> **Directions**
Look through the records below, and whenever a line contains "trowel", copy it.

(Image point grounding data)
══════
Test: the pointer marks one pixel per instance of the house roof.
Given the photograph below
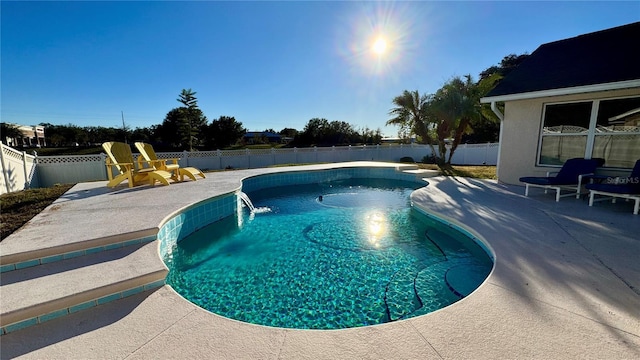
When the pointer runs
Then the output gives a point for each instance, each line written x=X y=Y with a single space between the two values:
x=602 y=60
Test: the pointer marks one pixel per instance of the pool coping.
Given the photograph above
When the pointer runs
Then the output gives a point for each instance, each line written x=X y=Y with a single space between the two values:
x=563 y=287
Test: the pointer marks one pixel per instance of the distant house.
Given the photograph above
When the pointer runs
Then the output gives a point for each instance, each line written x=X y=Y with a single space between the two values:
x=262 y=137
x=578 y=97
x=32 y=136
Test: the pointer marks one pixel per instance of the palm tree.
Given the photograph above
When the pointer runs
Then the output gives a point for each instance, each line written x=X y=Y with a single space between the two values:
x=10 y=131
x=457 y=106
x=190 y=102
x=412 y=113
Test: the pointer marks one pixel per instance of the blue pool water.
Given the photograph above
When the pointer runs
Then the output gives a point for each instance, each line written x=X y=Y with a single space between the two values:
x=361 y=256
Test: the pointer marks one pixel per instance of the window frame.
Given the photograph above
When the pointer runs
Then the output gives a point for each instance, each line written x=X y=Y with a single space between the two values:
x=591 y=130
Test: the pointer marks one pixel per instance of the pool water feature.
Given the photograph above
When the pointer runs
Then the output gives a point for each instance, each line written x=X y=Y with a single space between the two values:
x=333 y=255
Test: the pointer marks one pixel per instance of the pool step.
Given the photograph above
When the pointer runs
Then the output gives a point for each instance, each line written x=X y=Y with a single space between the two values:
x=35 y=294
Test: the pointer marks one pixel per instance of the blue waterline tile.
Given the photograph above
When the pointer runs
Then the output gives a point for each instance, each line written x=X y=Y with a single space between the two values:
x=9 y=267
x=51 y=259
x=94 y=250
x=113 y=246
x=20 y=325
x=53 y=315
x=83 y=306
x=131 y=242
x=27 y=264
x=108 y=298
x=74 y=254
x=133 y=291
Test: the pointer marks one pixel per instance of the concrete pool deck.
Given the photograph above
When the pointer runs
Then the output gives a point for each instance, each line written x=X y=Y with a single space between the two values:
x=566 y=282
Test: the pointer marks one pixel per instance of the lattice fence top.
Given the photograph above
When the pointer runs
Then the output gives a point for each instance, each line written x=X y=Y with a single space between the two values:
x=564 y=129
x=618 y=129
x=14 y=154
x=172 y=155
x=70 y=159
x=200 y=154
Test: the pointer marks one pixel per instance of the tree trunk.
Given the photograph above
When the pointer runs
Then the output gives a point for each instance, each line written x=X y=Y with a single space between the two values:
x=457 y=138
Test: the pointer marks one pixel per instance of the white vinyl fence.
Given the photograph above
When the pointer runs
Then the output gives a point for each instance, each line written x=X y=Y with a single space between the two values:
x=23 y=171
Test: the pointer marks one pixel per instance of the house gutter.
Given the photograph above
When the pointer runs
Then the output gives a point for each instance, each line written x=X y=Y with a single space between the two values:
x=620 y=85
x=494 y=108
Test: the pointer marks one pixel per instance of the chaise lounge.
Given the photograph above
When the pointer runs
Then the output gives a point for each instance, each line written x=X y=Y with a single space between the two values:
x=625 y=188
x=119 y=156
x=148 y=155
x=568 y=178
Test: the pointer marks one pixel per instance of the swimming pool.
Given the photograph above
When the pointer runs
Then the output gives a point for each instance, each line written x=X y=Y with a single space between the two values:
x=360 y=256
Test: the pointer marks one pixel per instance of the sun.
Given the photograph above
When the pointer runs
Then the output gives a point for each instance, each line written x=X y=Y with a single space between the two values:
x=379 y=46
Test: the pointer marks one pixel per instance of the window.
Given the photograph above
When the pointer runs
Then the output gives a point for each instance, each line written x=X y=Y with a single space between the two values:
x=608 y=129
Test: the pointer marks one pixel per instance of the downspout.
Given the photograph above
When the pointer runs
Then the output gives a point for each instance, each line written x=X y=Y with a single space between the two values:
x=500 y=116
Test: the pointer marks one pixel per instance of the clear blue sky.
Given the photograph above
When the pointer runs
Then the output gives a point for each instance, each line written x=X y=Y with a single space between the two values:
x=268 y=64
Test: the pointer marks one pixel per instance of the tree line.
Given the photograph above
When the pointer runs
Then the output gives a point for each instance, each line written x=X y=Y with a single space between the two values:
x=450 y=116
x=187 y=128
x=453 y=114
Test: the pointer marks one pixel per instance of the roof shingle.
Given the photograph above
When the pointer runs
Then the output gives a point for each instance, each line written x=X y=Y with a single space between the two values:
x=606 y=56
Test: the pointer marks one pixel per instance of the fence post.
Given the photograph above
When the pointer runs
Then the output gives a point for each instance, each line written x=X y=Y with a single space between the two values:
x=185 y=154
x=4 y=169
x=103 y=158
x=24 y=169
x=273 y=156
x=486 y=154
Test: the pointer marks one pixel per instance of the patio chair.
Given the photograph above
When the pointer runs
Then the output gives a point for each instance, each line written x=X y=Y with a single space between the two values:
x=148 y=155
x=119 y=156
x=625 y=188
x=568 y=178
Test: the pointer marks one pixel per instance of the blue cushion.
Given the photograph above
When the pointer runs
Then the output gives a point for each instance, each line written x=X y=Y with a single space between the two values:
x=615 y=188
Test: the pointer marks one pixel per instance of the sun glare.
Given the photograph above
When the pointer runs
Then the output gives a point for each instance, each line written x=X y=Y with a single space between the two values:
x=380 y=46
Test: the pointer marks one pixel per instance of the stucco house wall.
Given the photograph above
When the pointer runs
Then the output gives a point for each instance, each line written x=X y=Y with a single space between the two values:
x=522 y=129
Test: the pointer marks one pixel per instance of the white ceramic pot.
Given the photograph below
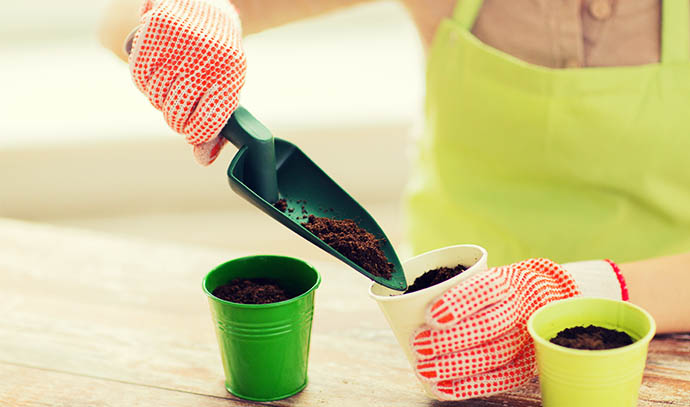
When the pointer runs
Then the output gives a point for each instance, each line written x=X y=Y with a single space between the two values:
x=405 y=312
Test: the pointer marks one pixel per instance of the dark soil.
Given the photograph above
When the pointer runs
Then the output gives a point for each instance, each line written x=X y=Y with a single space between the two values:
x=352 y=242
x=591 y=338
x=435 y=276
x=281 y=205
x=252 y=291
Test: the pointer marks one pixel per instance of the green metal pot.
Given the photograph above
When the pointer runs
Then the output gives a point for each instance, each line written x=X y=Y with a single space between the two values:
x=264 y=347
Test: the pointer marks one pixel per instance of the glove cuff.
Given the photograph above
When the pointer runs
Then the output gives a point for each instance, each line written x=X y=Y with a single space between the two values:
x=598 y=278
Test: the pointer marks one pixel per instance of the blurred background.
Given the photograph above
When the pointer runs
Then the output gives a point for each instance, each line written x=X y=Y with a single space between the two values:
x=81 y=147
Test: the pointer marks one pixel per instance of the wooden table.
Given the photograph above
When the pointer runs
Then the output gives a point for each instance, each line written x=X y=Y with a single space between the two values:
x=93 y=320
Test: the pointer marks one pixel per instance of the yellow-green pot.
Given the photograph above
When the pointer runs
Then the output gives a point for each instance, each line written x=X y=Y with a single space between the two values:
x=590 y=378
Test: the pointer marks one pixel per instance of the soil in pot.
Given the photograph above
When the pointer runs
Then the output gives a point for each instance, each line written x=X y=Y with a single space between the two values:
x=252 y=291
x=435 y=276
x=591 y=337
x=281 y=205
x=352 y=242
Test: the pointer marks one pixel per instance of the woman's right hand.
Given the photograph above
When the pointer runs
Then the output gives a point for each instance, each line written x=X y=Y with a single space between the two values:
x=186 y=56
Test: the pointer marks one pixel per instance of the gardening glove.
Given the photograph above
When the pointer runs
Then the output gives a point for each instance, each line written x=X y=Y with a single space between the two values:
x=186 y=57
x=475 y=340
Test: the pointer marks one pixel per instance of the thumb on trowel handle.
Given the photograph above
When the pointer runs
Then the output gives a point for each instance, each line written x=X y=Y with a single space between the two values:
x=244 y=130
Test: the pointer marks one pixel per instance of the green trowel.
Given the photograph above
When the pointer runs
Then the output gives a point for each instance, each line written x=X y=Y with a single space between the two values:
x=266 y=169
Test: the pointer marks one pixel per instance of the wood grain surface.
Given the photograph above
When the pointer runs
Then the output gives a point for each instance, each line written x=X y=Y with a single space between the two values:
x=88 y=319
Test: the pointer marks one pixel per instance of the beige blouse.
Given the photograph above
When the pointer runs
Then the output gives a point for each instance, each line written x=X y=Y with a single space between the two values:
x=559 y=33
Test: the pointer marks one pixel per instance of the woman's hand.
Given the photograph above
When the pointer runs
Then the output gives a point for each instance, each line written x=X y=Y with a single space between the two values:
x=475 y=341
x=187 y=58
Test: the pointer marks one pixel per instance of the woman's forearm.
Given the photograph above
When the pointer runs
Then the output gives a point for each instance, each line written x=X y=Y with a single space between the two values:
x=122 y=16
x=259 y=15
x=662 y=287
══════
> **Solution**
Test: the pointer marks one pixel per instance of the thumb on trowel handle.
Test: the pointer marks one pixel per instance of the green trowel.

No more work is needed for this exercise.